**AIM OF THE EXERCISE**:
Count the lines in the data below that contain the string "truck", matching case exactly, and reply with only that number.

**TASK DATA**:

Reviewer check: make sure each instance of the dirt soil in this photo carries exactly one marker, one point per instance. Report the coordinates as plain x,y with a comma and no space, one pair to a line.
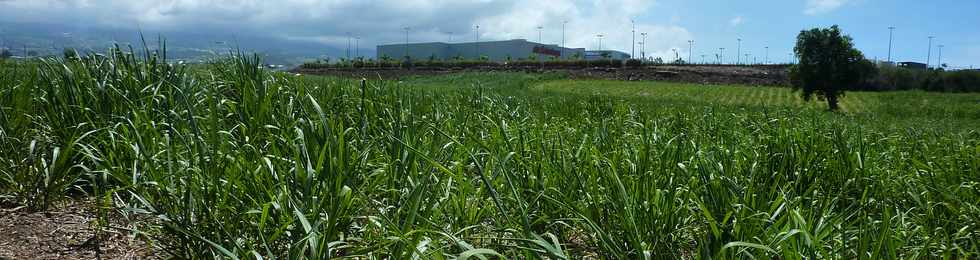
67,231
744,75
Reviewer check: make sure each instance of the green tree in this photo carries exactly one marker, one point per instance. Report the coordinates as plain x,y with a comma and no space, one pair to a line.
828,64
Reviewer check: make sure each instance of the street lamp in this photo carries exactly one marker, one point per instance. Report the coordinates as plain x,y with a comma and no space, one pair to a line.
891,31
690,51
633,29
738,53
476,46
767,56
406,42
939,63
539,33
563,23
721,56
643,49
599,36
929,54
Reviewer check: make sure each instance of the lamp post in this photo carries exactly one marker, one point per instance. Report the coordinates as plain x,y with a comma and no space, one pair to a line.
721,56
929,53
406,42
539,33
563,23
767,56
476,46
690,51
348,45
599,36
891,31
633,30
643,49
939,63
738,53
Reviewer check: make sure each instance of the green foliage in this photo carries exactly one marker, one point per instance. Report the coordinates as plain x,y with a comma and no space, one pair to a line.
232,161
895,78
828,64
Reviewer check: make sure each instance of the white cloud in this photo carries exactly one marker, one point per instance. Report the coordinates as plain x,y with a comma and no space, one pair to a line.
376,21
738,20
815,7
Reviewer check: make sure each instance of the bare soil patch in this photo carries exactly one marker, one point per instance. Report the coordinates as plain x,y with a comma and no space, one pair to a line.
66,231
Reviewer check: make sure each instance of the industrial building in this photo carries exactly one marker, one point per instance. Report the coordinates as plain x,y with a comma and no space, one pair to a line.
494,50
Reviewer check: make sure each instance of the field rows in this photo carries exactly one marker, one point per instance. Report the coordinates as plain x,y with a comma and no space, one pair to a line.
237,162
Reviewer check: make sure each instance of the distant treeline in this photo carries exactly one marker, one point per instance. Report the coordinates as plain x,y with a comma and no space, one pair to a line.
889,78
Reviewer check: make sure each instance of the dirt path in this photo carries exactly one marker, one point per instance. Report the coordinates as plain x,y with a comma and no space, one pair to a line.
66,231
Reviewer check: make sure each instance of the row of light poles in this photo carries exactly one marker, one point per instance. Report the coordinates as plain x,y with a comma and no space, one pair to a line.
939,62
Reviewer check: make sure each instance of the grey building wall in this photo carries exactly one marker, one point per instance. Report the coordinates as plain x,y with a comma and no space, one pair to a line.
494,50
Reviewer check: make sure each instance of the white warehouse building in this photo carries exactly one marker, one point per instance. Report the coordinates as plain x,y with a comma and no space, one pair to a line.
494,50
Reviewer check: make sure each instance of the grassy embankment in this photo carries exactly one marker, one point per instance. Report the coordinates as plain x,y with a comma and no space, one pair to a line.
235,161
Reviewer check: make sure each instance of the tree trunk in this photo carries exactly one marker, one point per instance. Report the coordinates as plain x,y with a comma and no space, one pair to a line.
832,102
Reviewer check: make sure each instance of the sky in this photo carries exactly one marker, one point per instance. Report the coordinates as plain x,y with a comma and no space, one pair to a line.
669,24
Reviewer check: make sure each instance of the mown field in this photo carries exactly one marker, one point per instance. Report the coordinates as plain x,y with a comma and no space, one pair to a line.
232,161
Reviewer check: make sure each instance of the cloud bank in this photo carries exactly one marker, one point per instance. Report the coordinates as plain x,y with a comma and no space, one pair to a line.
375,21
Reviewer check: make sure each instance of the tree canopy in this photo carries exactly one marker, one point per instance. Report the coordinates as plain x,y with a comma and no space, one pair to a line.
828,64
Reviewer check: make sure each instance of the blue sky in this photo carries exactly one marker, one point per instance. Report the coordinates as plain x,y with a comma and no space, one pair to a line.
772,23
670,23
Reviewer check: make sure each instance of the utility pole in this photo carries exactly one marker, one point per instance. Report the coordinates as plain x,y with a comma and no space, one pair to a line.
406,42
600,41
738,53
563,23
721,56
690,51
939,63
767,56
476,46
539,34
643,49
348,45
633,26
929,54
891,31
356,51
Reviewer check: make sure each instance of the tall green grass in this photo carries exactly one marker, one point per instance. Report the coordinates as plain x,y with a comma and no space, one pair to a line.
233,161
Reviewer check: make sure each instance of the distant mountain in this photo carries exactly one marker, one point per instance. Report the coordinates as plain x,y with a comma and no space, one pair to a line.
51,39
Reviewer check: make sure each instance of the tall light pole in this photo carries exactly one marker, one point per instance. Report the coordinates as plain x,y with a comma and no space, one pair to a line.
738,53
633,29
563,23
539,33
357,39
348,45
891,33
476,46
599,36
929,53
690,51
767,56
939,63
721,56
643,48
406,42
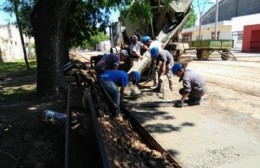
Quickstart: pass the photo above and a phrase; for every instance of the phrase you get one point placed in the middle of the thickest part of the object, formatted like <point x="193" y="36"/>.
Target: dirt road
<point x="233" y="89"/>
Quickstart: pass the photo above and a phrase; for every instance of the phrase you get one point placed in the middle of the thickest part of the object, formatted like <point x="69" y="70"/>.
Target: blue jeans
<point x="112" y="89"/>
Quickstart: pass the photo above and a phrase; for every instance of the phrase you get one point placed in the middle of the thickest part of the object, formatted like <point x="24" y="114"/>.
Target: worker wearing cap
<point x="135" y="49"/>
<point x="166" y="59"/>
<point x="146" y="40"/>
<point x="113" y="79"/>
<point x="194" y="86"/>
<point x="111" y="61"/>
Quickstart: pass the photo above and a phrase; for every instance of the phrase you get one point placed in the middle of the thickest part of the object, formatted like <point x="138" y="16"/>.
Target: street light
<point x="216" y="21"/>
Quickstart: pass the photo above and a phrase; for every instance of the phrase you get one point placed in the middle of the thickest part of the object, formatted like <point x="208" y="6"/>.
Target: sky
<point x="198" y="5"/>
<point x="204" y="6"/>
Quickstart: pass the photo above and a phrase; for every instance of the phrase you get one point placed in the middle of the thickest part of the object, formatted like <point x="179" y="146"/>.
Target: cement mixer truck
<point x="166" y="24"/>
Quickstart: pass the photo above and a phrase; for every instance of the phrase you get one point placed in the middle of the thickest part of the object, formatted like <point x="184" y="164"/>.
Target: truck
<point x="166" y="25"/>
<point x="205" y="48"/>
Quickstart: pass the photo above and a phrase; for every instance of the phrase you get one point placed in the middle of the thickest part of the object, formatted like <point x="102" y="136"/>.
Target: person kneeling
<point x="112" y="79"/>
<point x="194" y="86"/>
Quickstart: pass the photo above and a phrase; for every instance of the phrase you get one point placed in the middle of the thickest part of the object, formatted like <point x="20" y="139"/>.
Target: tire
<point x="225" y="55"/>
<point x="205" y="54"/>
<point x="199" y="54"/>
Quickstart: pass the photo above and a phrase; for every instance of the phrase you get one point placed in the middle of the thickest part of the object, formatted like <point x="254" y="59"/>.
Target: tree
<point x="12" y="6"/>
<point x="58" y="25"/>
<point x="94" y="40"/>
<point x="191" y="19"/>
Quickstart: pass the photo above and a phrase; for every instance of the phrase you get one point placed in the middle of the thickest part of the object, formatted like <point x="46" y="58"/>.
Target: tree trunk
<point x="21" y="35"/>
<point x="49" y="22"/>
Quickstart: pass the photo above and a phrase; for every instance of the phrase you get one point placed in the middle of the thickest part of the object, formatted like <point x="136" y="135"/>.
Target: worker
<point x="146" y="40"/>
<point x="194" y="86"/>
<point x="111" y="61"/>
<point x="113" y="79"/>
<point x="135" y="49"/>
<point x="166" y="59"/>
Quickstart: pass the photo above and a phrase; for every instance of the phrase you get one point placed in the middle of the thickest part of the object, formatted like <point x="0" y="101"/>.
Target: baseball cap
<point x="125" y="53"/>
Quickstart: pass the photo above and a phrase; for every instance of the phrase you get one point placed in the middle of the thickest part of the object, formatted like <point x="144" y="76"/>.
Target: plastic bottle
<point x="48" y="114"/>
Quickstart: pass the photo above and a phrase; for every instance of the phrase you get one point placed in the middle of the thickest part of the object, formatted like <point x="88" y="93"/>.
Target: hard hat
<point x="137" y="76"/>
<point x="145" y="39"/>
<point x="176" y="67"/>
<point x="124" y="53"/>
<point x="154" y="51"/>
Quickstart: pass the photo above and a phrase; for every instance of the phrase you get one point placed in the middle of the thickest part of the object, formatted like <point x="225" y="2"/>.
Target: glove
<point x="179" y="104"/>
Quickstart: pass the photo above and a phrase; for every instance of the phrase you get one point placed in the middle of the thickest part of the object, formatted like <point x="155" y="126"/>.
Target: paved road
<point x="224" y="130"/>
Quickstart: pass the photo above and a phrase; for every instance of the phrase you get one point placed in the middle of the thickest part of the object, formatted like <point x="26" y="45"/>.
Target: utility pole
<point x="200" y="21"/>
<point x="216" y="21"/>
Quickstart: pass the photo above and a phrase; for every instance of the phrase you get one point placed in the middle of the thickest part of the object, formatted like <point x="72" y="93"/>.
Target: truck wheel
<point x="199" y="54"/>
<point x="225" y="55"/>
<point x="205" y="54"/>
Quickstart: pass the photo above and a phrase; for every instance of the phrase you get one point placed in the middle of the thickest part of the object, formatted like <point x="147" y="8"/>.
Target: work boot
<point x="194" y="101"/>
<point x="154" y="87"/>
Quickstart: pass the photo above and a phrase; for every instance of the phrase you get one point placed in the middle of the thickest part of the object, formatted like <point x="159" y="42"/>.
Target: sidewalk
<point x="197" y="141"/>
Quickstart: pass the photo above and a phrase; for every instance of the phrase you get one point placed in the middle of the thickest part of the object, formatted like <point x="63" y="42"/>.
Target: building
<point x="238" y="20"/>
<point x="11" y="45"/>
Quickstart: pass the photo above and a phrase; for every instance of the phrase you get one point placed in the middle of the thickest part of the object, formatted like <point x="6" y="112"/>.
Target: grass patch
<point x="17" y="68"/>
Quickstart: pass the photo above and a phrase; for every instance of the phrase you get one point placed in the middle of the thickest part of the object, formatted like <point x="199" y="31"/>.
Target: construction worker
<point x="135" y="49"/>
<point x="146" y="40"/>
<point x="166" y="59"/>
<point x="194" y="86"/>
<point x="111" y="61"/>
<point x="113" y="79"/>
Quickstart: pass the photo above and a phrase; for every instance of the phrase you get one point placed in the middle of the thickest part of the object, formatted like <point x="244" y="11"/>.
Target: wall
<point x="10" y="43"/>
<point x="231" y="8"/>
<point x="251" y="38"/>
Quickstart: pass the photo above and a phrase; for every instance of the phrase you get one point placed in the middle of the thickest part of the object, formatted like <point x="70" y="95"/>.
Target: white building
<point x="230" y="29"/>
<point x="11" y="45"/>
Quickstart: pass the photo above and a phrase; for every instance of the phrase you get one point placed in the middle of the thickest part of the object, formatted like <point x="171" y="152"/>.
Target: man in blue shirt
<point x="194" y="86"/>
<point x="167" y="62"/>
<point x="112" y="79"/>
<point x="111" y="61"/>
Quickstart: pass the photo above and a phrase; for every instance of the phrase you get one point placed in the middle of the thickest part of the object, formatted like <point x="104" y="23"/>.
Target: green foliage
<point x="139" y="12"/>
<point x="17" y="67"/>
<point x="94" y="40"/>
<point x="85" y="19"/>
<point x="191" y="19"/>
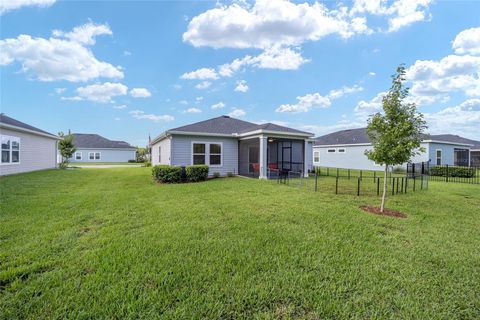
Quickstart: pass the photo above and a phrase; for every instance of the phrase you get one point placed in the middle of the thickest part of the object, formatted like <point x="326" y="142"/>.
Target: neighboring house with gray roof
<point x="25" y="147"/>
<point x="346" y="149"/>
<point x="229" y="145"/>
<point x="95" y="148"/>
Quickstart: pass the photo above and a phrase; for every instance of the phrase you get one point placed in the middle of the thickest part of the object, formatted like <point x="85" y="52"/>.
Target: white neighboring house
<point x="95" y="148"/>
<point x="229" y="145"/>
<point x="346" y="149"/>
<point x="25" y="148"/>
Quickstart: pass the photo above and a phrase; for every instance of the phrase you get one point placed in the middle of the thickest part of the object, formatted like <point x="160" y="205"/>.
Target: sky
<point x="130" y="69"/>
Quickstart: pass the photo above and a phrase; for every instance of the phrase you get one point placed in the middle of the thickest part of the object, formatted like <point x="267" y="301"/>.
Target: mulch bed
<point x="386" y="212"/>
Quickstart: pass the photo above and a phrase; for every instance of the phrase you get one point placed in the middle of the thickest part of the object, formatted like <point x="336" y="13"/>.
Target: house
<point x="95" y="148"/>
<point x="25" y="148"/>
<point x="346" y="149"/>
<point x="229" y="145"/>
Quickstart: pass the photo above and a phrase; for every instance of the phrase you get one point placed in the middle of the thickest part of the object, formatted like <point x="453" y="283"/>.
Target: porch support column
<point x="263" y="157"/>
<point x="305" y="157"/>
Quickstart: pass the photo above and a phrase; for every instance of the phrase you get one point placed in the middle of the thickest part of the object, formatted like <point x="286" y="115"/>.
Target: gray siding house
<point x="95" y="148"/>
<point x="229" y="145"/>
<point x="346" y="149"/>
<point x="25" y="148"/>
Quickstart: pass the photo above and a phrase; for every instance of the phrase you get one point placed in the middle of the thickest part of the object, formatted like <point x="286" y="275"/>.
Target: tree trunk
<point x="384" y="188"/>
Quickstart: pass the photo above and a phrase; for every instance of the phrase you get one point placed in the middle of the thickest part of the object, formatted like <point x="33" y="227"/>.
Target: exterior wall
<point x="354" y="157"/>
<point x="181" y="155"/>
<point x="165" y="145"/>
<point x="106" y="155"/>
<point x="36" y="153"/>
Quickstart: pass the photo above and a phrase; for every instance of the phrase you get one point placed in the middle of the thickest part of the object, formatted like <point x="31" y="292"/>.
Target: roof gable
<point x="95" y="141"/>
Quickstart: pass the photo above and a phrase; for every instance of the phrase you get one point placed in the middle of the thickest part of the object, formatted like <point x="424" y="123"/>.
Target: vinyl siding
<point x="36" y="153"/>
<point x="181" y="147"/>
<point x="165" y="144"/>
<point x="106" y="155"/>
<point x="354" y="157"/>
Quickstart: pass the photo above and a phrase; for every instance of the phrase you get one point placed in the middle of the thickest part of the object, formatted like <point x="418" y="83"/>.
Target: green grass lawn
<point x="111" y="243"/>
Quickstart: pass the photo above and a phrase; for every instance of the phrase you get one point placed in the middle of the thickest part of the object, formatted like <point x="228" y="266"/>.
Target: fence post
<point x="358" y="187"/>
<point x="378" y="186"/>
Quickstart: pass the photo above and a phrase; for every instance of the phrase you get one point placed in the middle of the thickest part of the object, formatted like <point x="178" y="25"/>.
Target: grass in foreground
<point x="113" y="244"/>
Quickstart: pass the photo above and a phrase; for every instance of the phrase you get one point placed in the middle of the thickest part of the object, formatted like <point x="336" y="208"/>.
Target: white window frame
<point x="436" y="157"/>
<point x="207" y="153"/>
<point x="10" y="149"/>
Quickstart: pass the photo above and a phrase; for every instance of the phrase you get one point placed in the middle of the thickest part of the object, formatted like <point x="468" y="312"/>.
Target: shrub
<point x="167" y="174"/>
<point x="196" y="173"/>
<point x="461" y="172"/>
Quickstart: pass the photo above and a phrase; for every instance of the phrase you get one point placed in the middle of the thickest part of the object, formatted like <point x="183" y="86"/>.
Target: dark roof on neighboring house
<point x="229" y="126"/>
<point x="95" y="141"/>
<point x="359" y="136"/>
<point x="12" y="122"/>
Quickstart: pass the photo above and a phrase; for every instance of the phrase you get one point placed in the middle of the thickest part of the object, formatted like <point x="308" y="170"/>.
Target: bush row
<point x="461" y="172"/>
<point x="176" y="174"/>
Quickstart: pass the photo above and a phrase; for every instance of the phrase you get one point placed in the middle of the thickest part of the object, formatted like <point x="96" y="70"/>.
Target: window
<point x="10" y="149"/>
<point x="215" y="154"/>
<point x="207" y="153"/>
<point x="438" y="154"/>
<point x="199" y="153"/>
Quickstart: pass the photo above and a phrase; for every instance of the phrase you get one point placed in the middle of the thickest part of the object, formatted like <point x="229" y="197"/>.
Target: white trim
<point x="10" y="150"/>
<point x="207" y="153"/>
<point x="436" y="157"/>
<point x="9" y="126"/>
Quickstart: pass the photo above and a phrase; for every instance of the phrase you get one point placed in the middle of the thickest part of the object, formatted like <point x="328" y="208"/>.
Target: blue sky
<point x="128" y="69"/>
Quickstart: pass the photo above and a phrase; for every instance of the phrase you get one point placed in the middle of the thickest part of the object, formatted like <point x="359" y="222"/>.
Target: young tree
<point x="397" y="132"/>
<point x="66" y="148"/>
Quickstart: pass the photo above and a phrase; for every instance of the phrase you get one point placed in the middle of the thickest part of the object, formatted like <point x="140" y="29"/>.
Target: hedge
<point x="461" y="172"/>
<point x="167" y="174"/>
<point x="196" y="173"/>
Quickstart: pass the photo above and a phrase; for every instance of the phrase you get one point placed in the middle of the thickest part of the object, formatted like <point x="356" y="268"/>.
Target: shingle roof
<point x="229" y="126"/>
<point x="10" y="121"/>
<point x="359" y="136"/>
<point x="95" y="141"/>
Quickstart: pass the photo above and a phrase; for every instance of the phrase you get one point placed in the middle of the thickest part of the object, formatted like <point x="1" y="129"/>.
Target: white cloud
<point x="192" y="110"/>
<point x="463" y="119"/>
<point x="200" y="74"/>
<point x="102" y="93"/>
<point x="140" y="93"/>
<point x="217" y="106"/>
<point x="8" y="5"/>
<point x="241" y="86"/>
<point x="268" y="23"/>
<point x="62" y="57"/>
<point x="306" y="103"/>
<point x="338" y="93"/>
<point x="203" y="85"/>
<point x="467" y="42"/>
<point x="141" y="115"/>
<point x="237" y="113"/>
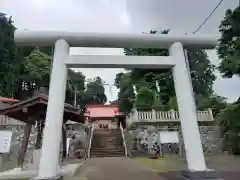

**EXERCISE RESPONSE**:
3